- WORK ITEM
Every entry must be duplicated precisely as written.

- DATA FOR PROCESSING
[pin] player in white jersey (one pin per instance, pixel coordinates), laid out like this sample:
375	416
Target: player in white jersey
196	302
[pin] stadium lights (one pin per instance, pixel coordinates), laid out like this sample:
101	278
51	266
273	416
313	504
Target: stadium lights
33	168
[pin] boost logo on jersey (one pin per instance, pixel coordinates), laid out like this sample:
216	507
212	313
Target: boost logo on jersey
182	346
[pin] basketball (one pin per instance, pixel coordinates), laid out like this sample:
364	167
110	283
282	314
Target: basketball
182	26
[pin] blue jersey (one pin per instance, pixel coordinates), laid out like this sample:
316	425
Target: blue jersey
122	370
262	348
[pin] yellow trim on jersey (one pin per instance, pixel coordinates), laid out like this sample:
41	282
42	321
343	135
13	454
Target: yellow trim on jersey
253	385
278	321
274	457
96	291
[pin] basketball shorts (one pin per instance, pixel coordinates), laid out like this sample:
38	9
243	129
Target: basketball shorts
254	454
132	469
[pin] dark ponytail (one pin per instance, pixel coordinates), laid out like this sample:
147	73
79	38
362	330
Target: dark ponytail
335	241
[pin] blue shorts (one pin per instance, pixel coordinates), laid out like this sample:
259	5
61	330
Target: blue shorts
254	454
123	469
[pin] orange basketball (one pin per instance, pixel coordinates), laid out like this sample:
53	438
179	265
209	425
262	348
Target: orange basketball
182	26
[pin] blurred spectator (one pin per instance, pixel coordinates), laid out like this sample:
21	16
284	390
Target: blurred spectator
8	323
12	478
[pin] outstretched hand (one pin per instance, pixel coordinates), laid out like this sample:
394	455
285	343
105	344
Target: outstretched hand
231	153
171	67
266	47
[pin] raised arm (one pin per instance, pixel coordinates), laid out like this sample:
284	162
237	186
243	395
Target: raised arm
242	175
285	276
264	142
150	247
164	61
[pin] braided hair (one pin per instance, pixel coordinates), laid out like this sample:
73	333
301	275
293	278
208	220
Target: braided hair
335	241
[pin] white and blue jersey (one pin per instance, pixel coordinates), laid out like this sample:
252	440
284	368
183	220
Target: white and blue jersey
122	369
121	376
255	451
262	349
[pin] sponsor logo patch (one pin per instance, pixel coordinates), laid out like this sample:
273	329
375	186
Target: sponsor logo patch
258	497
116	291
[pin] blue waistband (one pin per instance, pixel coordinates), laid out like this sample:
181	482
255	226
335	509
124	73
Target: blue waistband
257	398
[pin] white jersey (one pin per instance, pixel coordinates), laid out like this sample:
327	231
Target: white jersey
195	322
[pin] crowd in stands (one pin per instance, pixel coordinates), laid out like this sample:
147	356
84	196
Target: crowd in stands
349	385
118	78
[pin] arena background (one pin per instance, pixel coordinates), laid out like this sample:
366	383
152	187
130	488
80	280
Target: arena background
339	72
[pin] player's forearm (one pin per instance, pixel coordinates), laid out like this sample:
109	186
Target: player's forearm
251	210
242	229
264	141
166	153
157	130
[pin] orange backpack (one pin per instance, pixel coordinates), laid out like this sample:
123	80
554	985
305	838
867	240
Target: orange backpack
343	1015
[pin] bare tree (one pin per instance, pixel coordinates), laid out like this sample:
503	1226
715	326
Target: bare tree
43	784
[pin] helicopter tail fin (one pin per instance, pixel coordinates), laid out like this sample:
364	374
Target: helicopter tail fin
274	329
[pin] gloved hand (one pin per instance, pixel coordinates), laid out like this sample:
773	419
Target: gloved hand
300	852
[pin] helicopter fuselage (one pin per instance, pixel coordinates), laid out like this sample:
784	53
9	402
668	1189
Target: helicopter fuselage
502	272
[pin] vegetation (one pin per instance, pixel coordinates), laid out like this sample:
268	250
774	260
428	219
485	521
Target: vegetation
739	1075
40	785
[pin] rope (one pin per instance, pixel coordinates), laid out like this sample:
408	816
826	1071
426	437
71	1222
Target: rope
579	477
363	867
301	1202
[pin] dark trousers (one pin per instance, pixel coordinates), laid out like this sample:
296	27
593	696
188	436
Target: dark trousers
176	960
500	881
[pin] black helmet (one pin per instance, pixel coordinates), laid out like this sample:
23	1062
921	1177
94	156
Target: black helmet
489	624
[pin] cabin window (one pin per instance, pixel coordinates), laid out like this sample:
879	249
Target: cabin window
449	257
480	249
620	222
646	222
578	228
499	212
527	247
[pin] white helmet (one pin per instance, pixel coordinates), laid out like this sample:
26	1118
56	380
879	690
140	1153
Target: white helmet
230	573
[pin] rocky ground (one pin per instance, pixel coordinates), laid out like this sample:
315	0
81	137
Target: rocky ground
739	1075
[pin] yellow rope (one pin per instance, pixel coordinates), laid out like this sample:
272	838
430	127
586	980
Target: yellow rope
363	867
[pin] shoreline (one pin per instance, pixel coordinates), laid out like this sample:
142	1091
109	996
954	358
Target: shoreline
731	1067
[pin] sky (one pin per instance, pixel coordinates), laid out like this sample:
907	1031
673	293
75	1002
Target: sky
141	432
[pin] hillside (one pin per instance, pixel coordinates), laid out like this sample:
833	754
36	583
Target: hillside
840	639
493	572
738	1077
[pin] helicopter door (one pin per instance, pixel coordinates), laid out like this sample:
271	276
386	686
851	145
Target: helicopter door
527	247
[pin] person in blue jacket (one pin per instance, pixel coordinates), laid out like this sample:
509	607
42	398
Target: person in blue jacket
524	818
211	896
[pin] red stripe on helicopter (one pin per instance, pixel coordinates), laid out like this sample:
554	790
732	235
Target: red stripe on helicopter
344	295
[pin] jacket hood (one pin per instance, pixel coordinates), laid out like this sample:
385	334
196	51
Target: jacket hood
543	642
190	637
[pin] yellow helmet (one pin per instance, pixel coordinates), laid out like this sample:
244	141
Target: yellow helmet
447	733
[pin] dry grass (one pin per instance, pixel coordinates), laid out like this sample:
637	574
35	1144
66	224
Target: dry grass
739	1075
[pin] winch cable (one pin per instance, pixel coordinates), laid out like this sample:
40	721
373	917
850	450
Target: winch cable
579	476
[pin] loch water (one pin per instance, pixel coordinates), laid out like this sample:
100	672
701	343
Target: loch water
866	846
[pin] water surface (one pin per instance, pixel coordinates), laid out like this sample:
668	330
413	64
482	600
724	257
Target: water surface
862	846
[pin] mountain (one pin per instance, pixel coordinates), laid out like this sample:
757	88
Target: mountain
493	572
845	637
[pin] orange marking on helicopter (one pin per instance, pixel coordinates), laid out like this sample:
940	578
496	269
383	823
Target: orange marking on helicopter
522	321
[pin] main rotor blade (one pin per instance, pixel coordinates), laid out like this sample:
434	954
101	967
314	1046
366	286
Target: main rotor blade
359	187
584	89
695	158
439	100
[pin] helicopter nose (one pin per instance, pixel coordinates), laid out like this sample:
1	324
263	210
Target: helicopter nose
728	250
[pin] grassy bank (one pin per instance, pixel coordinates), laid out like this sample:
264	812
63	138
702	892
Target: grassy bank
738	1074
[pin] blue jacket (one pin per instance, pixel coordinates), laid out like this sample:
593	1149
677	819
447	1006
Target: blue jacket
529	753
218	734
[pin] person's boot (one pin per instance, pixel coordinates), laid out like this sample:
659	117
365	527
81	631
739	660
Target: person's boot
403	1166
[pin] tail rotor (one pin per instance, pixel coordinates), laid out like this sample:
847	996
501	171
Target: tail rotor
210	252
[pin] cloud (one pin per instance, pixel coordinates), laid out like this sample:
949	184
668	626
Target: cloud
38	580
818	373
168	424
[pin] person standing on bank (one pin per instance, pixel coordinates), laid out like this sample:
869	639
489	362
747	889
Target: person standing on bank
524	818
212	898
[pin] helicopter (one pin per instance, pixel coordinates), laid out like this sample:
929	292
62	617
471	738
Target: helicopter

- YOUR SOLUTION
[pin] player in white jersey (one pin per instance, pixel coordinates), laid out like this sample:
375	416
Target: player in white jersey
196	302
[pin] stadium lights (one pin per instance, pixel coordinates), laid out like this sample:
101	278
51	266
273	416
313	504
Target: stadium lights
33	168
[pin] boost logo on jersey (one pin per instance, pixel coordinates), laid out like this sample:
216	507
212	313
Target: boost logo on jersey
182	346
[pin] basketball (one pin per instance, pixel coordinates), laid out like this sample:
364	167
110	283
282	314
Target: basketball
182	26
[pin] blue jersey (one pin per instance, pixel coordinates), laid out like this sample:
316	425
Target: blue jersey
122	370
262	348
[pin] yellow trim on jersey (one pin per instance, pixel coordinates), laid out like this sample:
41	282
42	321
343	135
13	454
Target: yellow trim on jersey
253	385
278	321
274	457
96	291
[pin] basketball shorts (one pin per instance, pixel coordinates), laid out like this sample:
38	9
243	129
Target: basketball shorts
254	454
132	469
[pin] dark ponytail (one pin per instance, pixel coordinates), laid out like this sample:
147	73
79	38
362	330
Target: dark ponytail
335	241
[pin] blue shorts (one pin per instance, pixel coordinates), laid out like this sample:
259	5
61	330
Target: blue shorts
254	454
123	469
[pin] orange basketball (one pin per instance, pixel coordinates), laid out like this sample:
53	438
179	265
209	425
262	348
Target: orange basketball
182	26
[pin] blurred spectator (one pin per instance, pixel coordinates), laid out like this sample:
21	16
284	390
Target: blurred spectator
8	323
12	478
[pin] outstretched hand (one pin per instance, pixel coordinates), laid out like this sample:
394	455
285	343
105	344
Target: outstretched hand
231	153
171	67
266	47
[pin] raised arm (one pin per instance, pixel coordinates), laid out like this sample:
284	162
237	186
243	395
Target: raised arm
242	175
285	276
264	142
150	247
164	61
[pin] braided hair (one pin per instance, pixel coordinates), laid out like this sample:
73	333
301	275
293	278
208	220
Target: braided hair
335	241
[pin] white and blue jersey (one pin per instance, pixel coordinates), laid out like this sample:
252	440
284	368
183	220
Target: white and blue jersey
122	369
121	376
255	451
262	349
[pin] sponsor logo patch (one pin per instance, pixel coordinates), laid out like this sample:
273	329
375	186
Target: sponsor logo patch
258	497
116	291
[pin] blue waistband (one pin per instance, pixel coordinates), laid out like this sample:
181	482
255	226
335	509
124	73
Target: blue waistband
257	398
[pin] white jersey (one pin per instance, pixel coordinates), laid out like this sample:
327	231
Target: white jersey
195	322
[pin] crowd in stands (one pin per instance, pixel coordinates), laid out like this sample:
147	356
84	196
Target: crowd in stands
349	385
118	78
[pin] arena background (one pin per instance, pixel coordinates), laid out like this sample:
366	383
152	187
130	488
80	280
Target: arena background
339	72
[pin] player's forearm (one pin per instance, pixel coordinates), laid out like this sample:
109	186
Target: player's forearm
251	210
242	229
264	141
166	153
157	130
[pin] orange backpack (one pin per instance, pixel coordinates), laid out like this sample:
123	80
554	985
305	838
867	240
Target: orange backpack
343	1015
[pin] bare tree (one pin per instance, pixel coordinates), laid out like this sample:
503	1226
715	326
Target: bare tree
43	784
[pin] helicopter tail fin (one pin per instance, pixel coordinates), laid out like this sample:
364	374
Target: helicopter tail fin
274	329
[pin] gloved hand (one pin per instance, pixel coordinates), laid out like this sample:
773	419
Target: gloved hand
300	852
[pin] helicopter fuselage (one pin per instance, pixel coordinates), laid out like this sample:
784	53
9	402
668	1189
Target: helicopter fuselage
502	272
[pin] vegetation (one pin per instance, pixel coordinates), laid out like this sample:
268	250
774	260
428	219
485	521
Target: vegetation
739	1075
40	785
[pin] rope (one pin per instance, pixel coordinates), laid out like this sample:
408	816
826	1071
426	437
71	1222
Target: rope
579	477
363	867
301	1202
[pin] dark trousers (one pin per instance, pixel coordinates), laid out like this sample:
296	27
593	696
188	436
Target: dark trousers
176	960
500	881
[pin] black helmet (one pin per instance, pixel coordinates), laid out like this sample:
23	1062
921	1177
94	156
Target: black helmet
489	624
[pin] cabin window (one pin per instance, pixel coordinates), laid out like this sample:
879	249
Target: cabin window
449	257
480	249
620	222
646	222
578	228
499	212
527	247
[pin] white helmet (one pin per instance, pixel coordinates), laid out like this sample:
26	1118
56	380
879	690
140	1153
Target: white helmet
230	573
[pin] rocky ground (one pin per instance, pixel coordinates), laid out like this sample:
315	0
81	137
Target: rocky ground
739	1075
[pin] yellow rope (one pin per instance, pixel coordinates), laid out like this sample:
272	838
430	127
586	980
Target: yellow rope
363	867
[pin] shoreline (one pin per instance, pixel coordinates), laid out like this sample:
142	1091
109	996
954	358
Target: shoreline
731	1067
[pin] sky (one pin per instance, pixel coordinates), laid out like this sample:
907	1031
673	293
75	1002
Target: sky
141	432
[pin] hillside (one pin per instance, pixel coordinates), laid out like this sample:
833	754
36	583
Target: hillside
840	639
493	572
738	1077
[pin] helicopter door (one pin per instance, pixel coordinates), laid out like this sample:
271	276
386	686
851	145
Target: helicopter door
527	247
[pin] person in blue jacket (one pin per instance, pixel coordinates), laid out like this sample:
509	607
42	398
Target: person in blue jacket
524	818
211	896
[pin] red stripe on helicopter (one pin per instance, pixel coordinates), laid out like this sample:
554	790
732	235
Target: red stripe on helicopter
344	295
[pin] jacket hood (one pin per instance, pixel coordinates), laid out like this sample:
385	334
196	51
Target: jacket hood
543	642
190	637
[pin] yellow helmet (one pin per instance, pixel coordinates), laid out like this sample:
244	141
Target: yellow helmet
447	733
[pin] dry grass (one pin per instance, pixel coordinates), laid out like this sample:
637	574
35	1144
66	224
Target: dry grass
739	1075
[pin] winch cable (one pin per instance, pixel coordinates), laid out like this sample:
40	721
373	917
850	450
Target: winch cable
579	476
[pin] loch water (one pin per instance, pixel coordinates), laid out like this sample:
100	672
701	343
Target: loch water
866	846
[pin] water surface (one pin per instance, pixel coordinates), laid out like this sample:
668	330
413	64
482	600
724	257
Target: water surface
862	846
[pin] mountain (one pin per instance, pixel coordinates), laid out like this sample:
757	88
Target: mountain
493	572
845	637
[pin] orange marking on helicopter (one pin per instance, pixel coordinates), laid out like this sample:
940	578
496	269
383	823
Target: orange marking on helicopter
522	321
[pin] main rotor blade (one pin per instance, pixel coordinates), laid out like this sample:
434	954
101	967
314	1046
366	286
Target: main rotor blade
359	187
584	89
695	158
439	100
[pin] helicopter nose (one pin per instance, pixel coordinates), laid out like this sample:
1	324
263	210
Target: helicopter nose
728	250
[pin] grassy bank (one pin per instance, pixel coordinates), laid out like this sample:
264	812
63	138
702	892
Target: grassy bank
738	1074
[pin] blue jacket (one pin per instance, pixel coordinates), laid out like this sample:
593	1149
677	819
447	1006
Target: blue jacket
529	753
218	734
[pin] person's boot (one pin per instance, pixel coordinates), laid out like this sample:
659	117
365	527
81	631
739	660
Target: person's boot
403	1166
[pin] tail rotor (one pin per instance, pixel coordinates), laid out like this sample:
847	996
501	171
Target: tail rotor
210	252
[pin] cloud (one pin per instance, pixel coordinates), laid out like this sample:
949	184
668	626
Target: cloud
38	580
818	373
168	424
[pin] person standing on bank (one pin per instance, pixel coordinates), laid out like this sample:
869	639
489	362
747	889
Target: person standing on bank
524	818
212	898
[pin] helicopter (one pin per instance, pixel coordinates), laid out like this sample:
929	292
62	617
471	738
Target: helicopter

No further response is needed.